> WHAT THE EXERCISE ASKS: Reproduce the listing word for word. Skip any image.
EXERCISE DATA Block Start
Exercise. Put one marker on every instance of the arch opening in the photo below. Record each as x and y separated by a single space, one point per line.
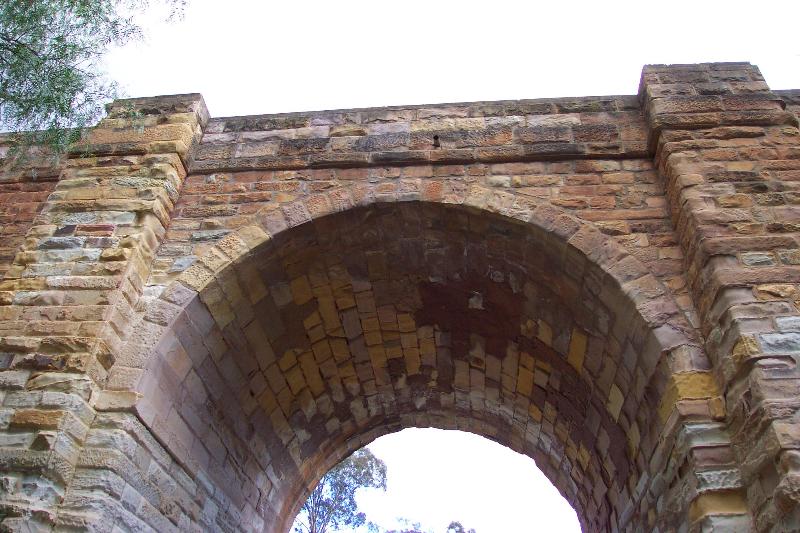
411 314
435 477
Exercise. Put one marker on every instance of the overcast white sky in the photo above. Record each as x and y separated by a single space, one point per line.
253 57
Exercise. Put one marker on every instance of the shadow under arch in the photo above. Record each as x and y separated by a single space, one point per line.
297 340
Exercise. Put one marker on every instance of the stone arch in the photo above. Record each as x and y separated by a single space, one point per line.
611 337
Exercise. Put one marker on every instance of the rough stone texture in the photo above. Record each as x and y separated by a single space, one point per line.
201 317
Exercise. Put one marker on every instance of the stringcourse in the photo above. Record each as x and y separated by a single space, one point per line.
200 316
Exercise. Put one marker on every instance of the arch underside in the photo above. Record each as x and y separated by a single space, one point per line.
410 314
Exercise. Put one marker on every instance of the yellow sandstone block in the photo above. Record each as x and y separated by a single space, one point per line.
615 401
687 386
717 503
301 290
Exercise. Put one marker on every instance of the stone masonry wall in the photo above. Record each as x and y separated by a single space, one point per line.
199 317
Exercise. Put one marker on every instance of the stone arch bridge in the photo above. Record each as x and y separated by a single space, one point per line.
200 316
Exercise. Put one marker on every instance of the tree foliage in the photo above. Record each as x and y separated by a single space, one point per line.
332 504
51 82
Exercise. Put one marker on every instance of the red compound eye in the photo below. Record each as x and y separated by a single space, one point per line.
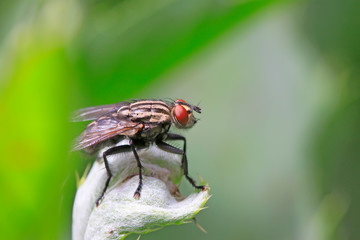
180 100
181 114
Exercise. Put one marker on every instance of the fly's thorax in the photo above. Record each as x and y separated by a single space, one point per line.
147 111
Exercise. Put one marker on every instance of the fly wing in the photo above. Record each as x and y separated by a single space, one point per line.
104 128
92 113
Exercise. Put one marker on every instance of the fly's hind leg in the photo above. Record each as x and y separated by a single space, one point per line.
138 189
167 147
116 150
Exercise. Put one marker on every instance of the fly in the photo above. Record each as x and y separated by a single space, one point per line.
142 122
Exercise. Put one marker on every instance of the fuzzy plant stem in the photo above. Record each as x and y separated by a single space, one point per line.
119 214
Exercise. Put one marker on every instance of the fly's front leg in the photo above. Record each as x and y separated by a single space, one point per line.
167 147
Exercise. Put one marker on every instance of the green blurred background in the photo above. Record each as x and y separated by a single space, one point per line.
278 82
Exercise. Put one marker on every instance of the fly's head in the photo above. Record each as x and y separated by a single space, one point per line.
182 114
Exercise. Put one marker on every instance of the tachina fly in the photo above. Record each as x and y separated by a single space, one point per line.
142 122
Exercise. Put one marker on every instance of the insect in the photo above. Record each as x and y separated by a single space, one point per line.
142 122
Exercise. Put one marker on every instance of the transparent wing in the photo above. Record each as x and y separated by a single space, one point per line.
92 113
104 128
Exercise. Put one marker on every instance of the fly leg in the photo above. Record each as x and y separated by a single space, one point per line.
116 150
167 147
138 189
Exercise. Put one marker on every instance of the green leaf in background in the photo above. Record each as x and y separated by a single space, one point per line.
58 55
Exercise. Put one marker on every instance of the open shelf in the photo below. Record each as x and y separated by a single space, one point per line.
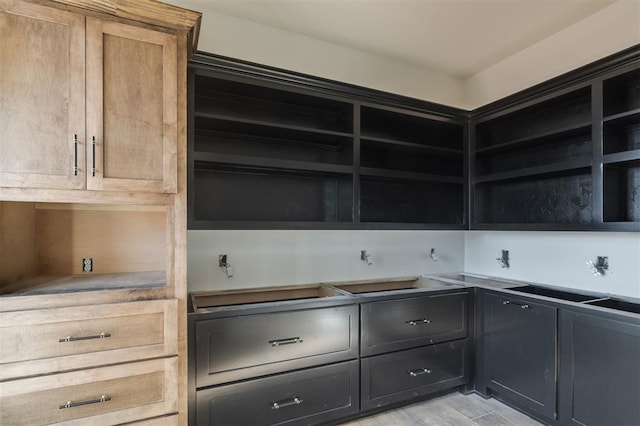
622 133
622 191
285 145
43 247
391 126
556 198
238 194
380 155
621 93
408 201
552 120
253 102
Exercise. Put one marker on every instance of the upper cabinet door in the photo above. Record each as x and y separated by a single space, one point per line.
131 108
42 93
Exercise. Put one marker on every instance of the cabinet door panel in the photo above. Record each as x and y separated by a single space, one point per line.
600 369
42 93
520 340
405 323
131 108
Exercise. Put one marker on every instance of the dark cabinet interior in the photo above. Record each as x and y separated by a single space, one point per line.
272 149
264 154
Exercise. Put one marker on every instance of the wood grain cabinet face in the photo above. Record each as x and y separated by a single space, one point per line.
116 132
80 337
42 97
237 348
131 108
107 395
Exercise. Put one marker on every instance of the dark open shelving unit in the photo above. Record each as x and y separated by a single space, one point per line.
272 149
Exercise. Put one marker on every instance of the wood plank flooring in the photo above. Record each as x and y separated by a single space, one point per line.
454 409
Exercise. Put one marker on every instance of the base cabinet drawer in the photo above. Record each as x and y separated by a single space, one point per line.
240 347
307 397
107 395
85 336
397 376
392 325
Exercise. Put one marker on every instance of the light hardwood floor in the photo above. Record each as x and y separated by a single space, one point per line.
454 409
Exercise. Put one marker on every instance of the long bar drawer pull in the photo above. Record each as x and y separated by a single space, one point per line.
75 339
420 321
419 372
288 341
524 306
286 403
71 404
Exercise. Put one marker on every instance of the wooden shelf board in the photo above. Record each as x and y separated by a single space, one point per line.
88 282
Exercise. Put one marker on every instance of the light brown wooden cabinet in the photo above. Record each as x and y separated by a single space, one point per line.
116 132
73 72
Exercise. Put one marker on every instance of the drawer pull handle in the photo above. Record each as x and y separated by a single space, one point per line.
524 306
75 339
286 403
288 341
419 372
71 404
420 321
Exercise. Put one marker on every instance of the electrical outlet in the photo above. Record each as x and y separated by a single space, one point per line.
87 264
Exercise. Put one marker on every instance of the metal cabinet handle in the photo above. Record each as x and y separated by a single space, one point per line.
287 341
93 156
74 339
508 302
75 155
419 321
71 404
419 372
286 403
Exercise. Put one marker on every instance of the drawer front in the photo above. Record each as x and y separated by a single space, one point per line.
392 325
236 348
305 397
108 333
106 395
394 377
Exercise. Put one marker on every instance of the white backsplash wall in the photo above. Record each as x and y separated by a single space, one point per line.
275 258
559 258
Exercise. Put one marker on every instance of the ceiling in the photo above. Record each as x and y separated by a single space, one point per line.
455 37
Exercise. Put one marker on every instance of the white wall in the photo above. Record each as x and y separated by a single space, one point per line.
559 258
275 258
611 30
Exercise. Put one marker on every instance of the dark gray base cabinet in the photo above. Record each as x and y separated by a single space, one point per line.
396 324
240 347
306 397
407 374
519 352
600 369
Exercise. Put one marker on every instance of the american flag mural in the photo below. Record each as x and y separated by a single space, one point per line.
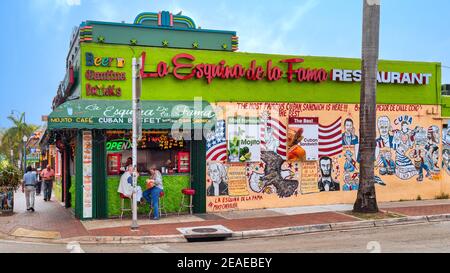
216 143
279 131
330 139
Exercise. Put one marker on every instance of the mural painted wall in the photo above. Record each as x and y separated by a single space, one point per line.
237 76
308 155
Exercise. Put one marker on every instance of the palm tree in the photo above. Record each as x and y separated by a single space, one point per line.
366 201
12 137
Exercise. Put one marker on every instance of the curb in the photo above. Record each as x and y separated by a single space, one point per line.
249 234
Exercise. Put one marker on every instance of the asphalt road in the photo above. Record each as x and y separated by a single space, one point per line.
422 238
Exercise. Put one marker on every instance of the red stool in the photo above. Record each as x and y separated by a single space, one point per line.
122 205
161 206
190 193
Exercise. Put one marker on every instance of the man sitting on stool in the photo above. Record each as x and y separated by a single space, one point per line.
154 189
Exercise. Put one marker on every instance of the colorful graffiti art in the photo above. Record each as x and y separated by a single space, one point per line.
446 150
217 179
308 154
EXERCISE DATA Block End
> SOLUTION FOR THIS EXERCISE:
Exercise. Put one marker on every instance of the arch opening in the photo below. Record each as x and y separated by a single space, one point per line.
411 314
435 477
Exercise. Put one marker on every instance of the overcast white sky in the photo above. Record each as x and y separated by a single space, one point per line.
253 57
Exercise. Put one marker on every instance of the shadow under arch in the photo above. Record each as x and y separated by a single space, one point per line.
297 340
Exercise. Put one marker on every instance of the stone arch in the photo above. Record each as x and y separated by a single space, one point per line.
611 337
Exercise. Put one marker on every instance of the rough stone texture in the photo above. Record each as x and y separated by a single space, one point per line.
201 317
Exercise. Put one marker on every instance of the stringcourse in the photo above. Record each as x and y separated by a single space, one point per line.
200 316
Exercise. Put one marker on every instance of the arch underside in the photo above. Record each as x and y separated by a single space, one point per line.
410 314
Exercise. Put one marker on every instance of the yellow sandstone block in the photo above. Record each as x and y separated by a single space, one point per line.
615 401
687 386
717 503
301 290
Exercise. Put one marker on every instance of the stone masonry wall in the photo above. Record each as x and y separated by a single space, one point per line.
199 317
Exercise. Put one marker on every instance of the stone arch bridge in the photo above. Record each as x and y separated by a single space, one point per line.
200 316
Exercise. Put one marker on every instance of the tree foliage in the photo above. Record each as x and y separated by a single space, one point per line.
332 504
51 82
Exercise. Put one marker on every instance of the red compound eye in the photo below. Record each as x and y separated by a single space, one point per line.
180 100
181 114
Exercise. Put one marker on every instance of the fly's thorax in the photo above. Record each as x and y separated by a single space, one point per line.
147 111
Exercise. Put one marker on every instance of the fly wing in the photo above. Record each as x and y separated by a single space, one point per line.
104 128
92 113
Exercise. Put one marker on every instance of the fly's hind leg in the photo above. Record each as x and y separated by a single space, one point per line.
138 189
167 147
116 150
Exercise. Put one marker on every instance of the fly in the photo above. Record each as x and y separated by a single space, one point per line.
142 122
Exercise. Put one marker on every instance of the fuzzy plant stem in the photo above. Record each as x and y separated by a single space, one point per line.
119 214
Exercise. Put one marker on every instance of the fly's front leg in the photo above. Record each as x and y separated by a single space, one point per line.
167 147
Exercise. Put one marker on every instance of the green blurred background in the photo above. Record each as x and y separated by a single space, one point per line.
278 82
Exercise. Put one marker on every instance of the fly's head in the photo above. Record each as x and y separated by a single space, one point per line.
182 114
Exercise. Put one marker on every instance of the tachina fly in the photo above. Record each as x and y separated by a single space, one point per line.
142 122
Exercise. Put one marker on every instance of the insect in the photo above. Record each as x and y separated by a single space, one point per line.
142 122
Exercise. Put one marker on every instance of the transparent wing in the photo above. Record each as x and y separated by a single space, one point per line.
92 113
104 128
Exercise. Put one marker on every instance of the fly leg in the photo above. Record each as x and y separated by a single space, one point per line.
116 150
167 147
138 189
Exercise. Put one marker on every instance of the green leaf in background in the photo above. Record each as x and y separated by a single space, one point per line.
58 55
Exercise. Put one marker on every instance of the open shelf in the photo below. Record each as x and y separated by a single space, one point per line.
622 133
622 191
285 145
43 247
391 126
556 198
238 194
380 155
621 93
408 201
552 120
253 102
Exercise. Put one marker on every instance of the upper cabinet door in the photo above. Record each as x and y separated by a single space, one point per line.
131 108
42 93
Exercise. Put one marker on every instance of the cabinet door panel in the photo above. Record each as x and y separated by a single space, one point per line.
600 369
42 93
520 340
405 323
131 108
Exercise. Put one marker on every instance of the dark cabinet interior in the photo above. Record each as x and y separated by a single space, one point per line.
272 149
264 154
Exercise. Put one marker on every instance of the wood grain cabinet face in the photo above. Record each as x and y separated by a single space, one point per line.
116 132
80 337
42 97
237 348
131 108
107 395
Exercise. Put one marker on every instance of the dark open shelving unit in the photo above. Record each as x and y separated by a single space, one point per line.
272 149
Exercise. Put one marker on every instance of the wood plank flooring in the photo above. Record each as x and y separated by a single space, one point per line.
454 409
Exercise. Put one marker on every instance of the base cabinet drawer in the photo above. Record each as x and y separated by a single space, one point per line.
240 347
307 397
107 395
85 336
397 376
392 325
Exercise. Put one marker on every instance of the light hardwood floor in the photo above. Record each as x and y separated by a single space, one point per line.
454 409
Exercise. Put one marker on every instance of the long bar drawer pull in the photo above. Record each as x and y separated by a single space, one point per line.
75 339
420 321
419 372
288 341
524 306
286 403
71 404
Exercise. Put one marker on every instance of the wooden shelf board in the photo above. Record each as x and y separated by a single space, one point per line.
88 282
Exercise. Put one marker on every instance of the light brown wooden cabinet in the photo above. Record each as x and y separated by a single space, one point per line.
116 132
73 72
Exercise. Put one marker on every instance of the drawer pull handle in the photo above. Record each as x and y separated by a single space, one point per line.
524 306
75 339
286 403
288 341
419 372
71 404
420 321
Exercise. Put one marker on every instance of the electrical outlet in the photo above. Record each as x and y separated by a single space, one point per line.
87 264
Exercise. Put one marker on every instance of the metal cabinet handle in the photo above. Record each as x and y separated by a single space, one point per line.
287 341
93 156
74 339
508 302
75 155
419 321
71 404
419 372
286 403
Exercise. Put one marker on every instance of the drawer front in the photo above. Record each as x and y separated by a single space, one point per line.
392 325
236 348
305 397
108 333
106 395
394 377
Exercise. Put one marker on every instance of the white backsplash wall in the photo above. Record each as x and y separated by a single space, one point per line.
275 258
559 258
Exercise. Put one marker on every instance of the ceiling in the photo above. Record each as x and y separated by a single space, one point per line.
455 37
Exercise. Put one marker on every instance of the white wall in the photo above. Record each as x and y separated by a single space, one point per line.
559 258
275 258
611 30
Exercise. Put one marker on every instance of the dark gray base cabinet in the photo above. Record each as x and y separated by a single space, one point per line.
396 324
240 347
306 397
407 374
519 352
600 369
Exercise. Put one marker on every instance of the american flag mural in the photo below. Record each as x and y separated by a single space, one point per line.
216 143
279 131
330 139
Exercise. Put one marker on every instance of the mural painted wall in the photo above. Record each as x and y separated by a single space, one point per line.
237 76
308 155
Exercise. Put one marker on every instance of the palm tree in the photo above. Record each as x and y separated by a single space, one point per line.
366 201
12 137
Exercise. Put one marker on every instance of the curb in the photo above. Record each as x and y separated by a single space, one point per line.
249 234
Exercise. Put one marker on every instance of the asphalt road in the photo above. Record each as x and y separated by a single space, one point per line.
422 238
Exercise. Put one marker on every instance of the red stool in the photo above. Record each as x and y separated by a single space, one point per line.
122 205
161 206
190 193
Exercise. Put one marker on every instance of the man sitting on stool in the photo above. Record each as x and y separated by a single space, one point per line.
154 189
Exercise. Put one marker on every instance of the colorful graffiti art in the photo above. Record each as x and y separated by a single space, one point per line.
446 150
217 179
308 154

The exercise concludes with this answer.